EXERCISE DIRECTIONS
Repeat the data below with "railing" renamed to "handrail" wherever it occurs. Keep everything else unchanged.
## begin
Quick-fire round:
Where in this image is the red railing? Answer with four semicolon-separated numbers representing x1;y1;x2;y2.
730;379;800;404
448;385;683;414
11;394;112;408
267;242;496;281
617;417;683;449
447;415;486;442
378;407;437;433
## end
EXERCISE SOLUTION
Quick-fire round:
Where in this image is the red handrail? Answer with four semicolon-separated numbers representing x1;y1;x2;y2.
730;379;800;404
448;385;683;414
11;394;112;408
267;242;496;281
617;417;683;449
447;415;486;442
378;407;437;433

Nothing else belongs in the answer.